Skip to main content

Enhanced utilities for Polars DataFrames

Project description

EnhancedPolars

Enhanced utilities for Polars DataFrames, providing pandas-like convenience while maintaining Polars' blazing-fast performance.

Features

  • Unified Namespace (epl) - Access all extensions through df.epl.*
  • Pandas-like Indexing - loc, iloc, at, iat accessors
  • Enhanced Merging - Automatic dtype resolution and asof joins
  • ML Pipeline Tools - Standardization, encoding, and preprocessing
  • SQL Integration - Direct DataFrame upload to databases
  • Time Series Utilities - Interpolation, boundaries, and cohort analysis
  • Statistical Functions - Hypothesis tests and descriptive statistics
  • Full LazyFrame Support - All operations work with lazy evaluation

Installation

pip install EnhancedPolars

Or with uv:

uv add EnhancedPolars

Quick Start

import polars as pl
from enhancedpolars import epl
from enhancedpolars.register import *  # Register the 'epl' namespace

# Read data with automatic type optimization
df = epl.read_csv("data.csv", cleanup=True)

# Pandas-like indexing
subset = df.epl.loc[0:10, ["col1", "col2"]]
value = df.epl.at[0, "col1"]

# Enhanced merging with automatic dtype resolution
result = df.epl.merge(other_df, on="key", how="left")

# Time-aware asof join
trades = trades_df.epl.merge_asof(prices_df, on="timestamp", strategy="backward")

# GroupBy with pandas-style syntax
summary = df.epl.groupby(["category"]).agg({
    "value": ["mean", "sum", "max"],
    "count": "sum"
})

# ML preprocessing
df_ready, metadata = df.epl.make_ml_ready(
    target_col="label",
    default_numeric_scaler="StandardScaler"
)

# SQL upload
df.epl.to_sql(connection, "table_name", if_exists="replace")

- Data block
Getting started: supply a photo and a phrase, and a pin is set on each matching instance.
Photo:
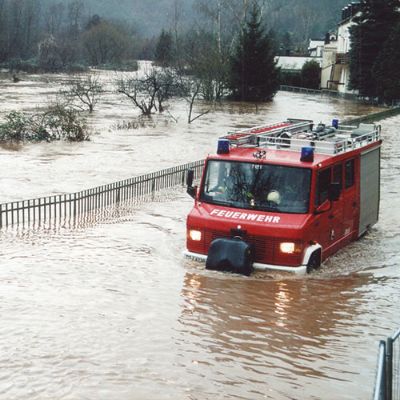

- What you need to do
Repeat the EnhancedPolars project description verbatim, from "Project description" to "Polars' blazing-fast performance.".

- Task answer
Project description

EnhancedPolars

Enhanced utilities for Polars DataFrames, providing pandas-like convenience while maintaining Polars' blazing-fast performance.